## Stated task:
Please copy every row below word for word, leaving out the pictures.

## Data for this task:
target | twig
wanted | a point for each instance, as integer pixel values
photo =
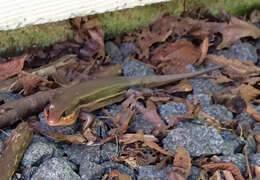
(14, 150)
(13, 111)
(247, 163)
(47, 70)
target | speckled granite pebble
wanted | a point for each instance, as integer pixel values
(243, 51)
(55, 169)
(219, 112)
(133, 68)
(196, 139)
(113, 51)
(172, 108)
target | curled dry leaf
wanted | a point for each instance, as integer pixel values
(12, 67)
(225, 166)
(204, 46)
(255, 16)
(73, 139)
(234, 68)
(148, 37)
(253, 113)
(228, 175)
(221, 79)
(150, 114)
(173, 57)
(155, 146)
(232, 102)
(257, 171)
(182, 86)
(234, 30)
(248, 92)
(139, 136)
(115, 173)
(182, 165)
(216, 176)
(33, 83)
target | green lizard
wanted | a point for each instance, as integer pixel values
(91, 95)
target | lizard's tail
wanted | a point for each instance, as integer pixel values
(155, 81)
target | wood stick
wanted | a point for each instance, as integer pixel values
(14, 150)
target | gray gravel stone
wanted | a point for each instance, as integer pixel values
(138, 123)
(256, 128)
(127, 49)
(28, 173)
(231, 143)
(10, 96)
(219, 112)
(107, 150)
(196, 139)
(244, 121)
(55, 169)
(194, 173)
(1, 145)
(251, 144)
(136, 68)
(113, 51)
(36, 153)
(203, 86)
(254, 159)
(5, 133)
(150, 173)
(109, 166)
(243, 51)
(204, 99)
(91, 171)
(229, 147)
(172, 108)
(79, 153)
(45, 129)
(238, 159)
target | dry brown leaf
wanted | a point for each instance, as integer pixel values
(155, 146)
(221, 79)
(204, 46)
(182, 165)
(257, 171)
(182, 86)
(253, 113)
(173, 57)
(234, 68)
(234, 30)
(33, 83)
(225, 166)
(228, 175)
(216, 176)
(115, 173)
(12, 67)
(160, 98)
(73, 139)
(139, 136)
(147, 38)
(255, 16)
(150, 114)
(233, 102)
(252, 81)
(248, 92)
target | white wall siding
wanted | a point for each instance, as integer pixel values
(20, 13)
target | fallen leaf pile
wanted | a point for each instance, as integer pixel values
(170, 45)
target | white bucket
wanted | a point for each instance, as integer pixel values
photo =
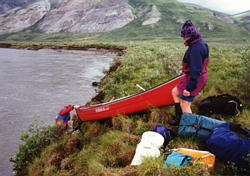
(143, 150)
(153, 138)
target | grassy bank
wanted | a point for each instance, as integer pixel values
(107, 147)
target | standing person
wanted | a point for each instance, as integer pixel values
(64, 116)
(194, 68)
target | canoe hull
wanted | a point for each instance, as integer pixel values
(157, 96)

## Solution for this problem:
target | twig
wanted | a point for each instance, as integer pixel values
photo =
(14, 150)
(13, 111)
(247, 163)
(47, 70)
target | speckled granite pebble
wanted | a point for each instance, as integer pixel values
(243, 51)
(55, 169)
(219, 112)
(133, 68)
(196, 139)
(113, 51)
(172, 108)
target | curled dry leaf
wanted | a point for each instance, as integer pixel values
(12, 67)
(225, 166)
(204, 46)
(255, 16)
(73, 139)
(234, 68)
(148, 37)
(253, 113)
(228, 175)
(221, 79)
(150, 114)
(173, 57)
(155, 146)
(232, 102)
(257, 171)
(182, 86)
(234, 30)
(248, 92)
(139, 136)
(115, 173)
(182, 165)
(216, 176)
(33, 83)
target | green lizard
wanted | a point for each instance, as integer pixel values
(91, 95)
target | lizard's tail
wanted | a point for each instance, as integer pixel values
(155, 81)
target | wood stick
wanted | a point for each instance, as integer pixel values
(14, 150)
target | gray gravel stone
wanted | a point for each instance, as integer pixel values
(138, 123)
(256, 128)
(127, 49)
(28, 173)
(231, 143)
(10, 96)
(219, 112)
(107, 150)
(196, 139)
(244, 121)
(55, 169)
(194, 173)
(1, 145)
(251, 144)
(136, 68)
(113, 51)
(36, 153)
(203, 86)
(254, 159)
(5, 133)
(150, 173)
(109, 166)
(243, 51)
(204, 99)
(91, 171)
(229, 147)
(172, 108)
(79, 153)
(45, 129)
(238, 159)
target | dry brown leaf
wanted | a point for each instance, as integer pixel values
(155, 146)
(221, 79)
(204, 46)
(182, 165)
(257, 171)
(182, 86)
(253, 113)
(173, 57)
(234, 68)
(234, 30)
(33, 83)
(225, 166)
(228, 175)
(216, 176)
(115, 173)
(12, 67)
(160, 98)
(73, 139)
(139, 136)
(147, 38)
(255, 16)
(150, 114)
(233, 102)
(252, 81)
(248, 92)
target | white wall siding
wanted | a point for each instance, as integer pixel values
(20, 13)
target | fallen leaf pile
wanted | a point for each instance, as integer pixel values
(170, 45)
target | white bucket
wanted | a point for each instance, as integer pixel values
photo =
(143, 150)
(153, 138)
target | grassy bank
wanted | a point for each instance, as integer pixel values
(107, 147)
target | standing person
wanted | a point for each instance, as integer pixel values
(64, 116)
(194, 68)
target | canoe hull
wanted | a point for each instance, as integer pixel values
(157, 96)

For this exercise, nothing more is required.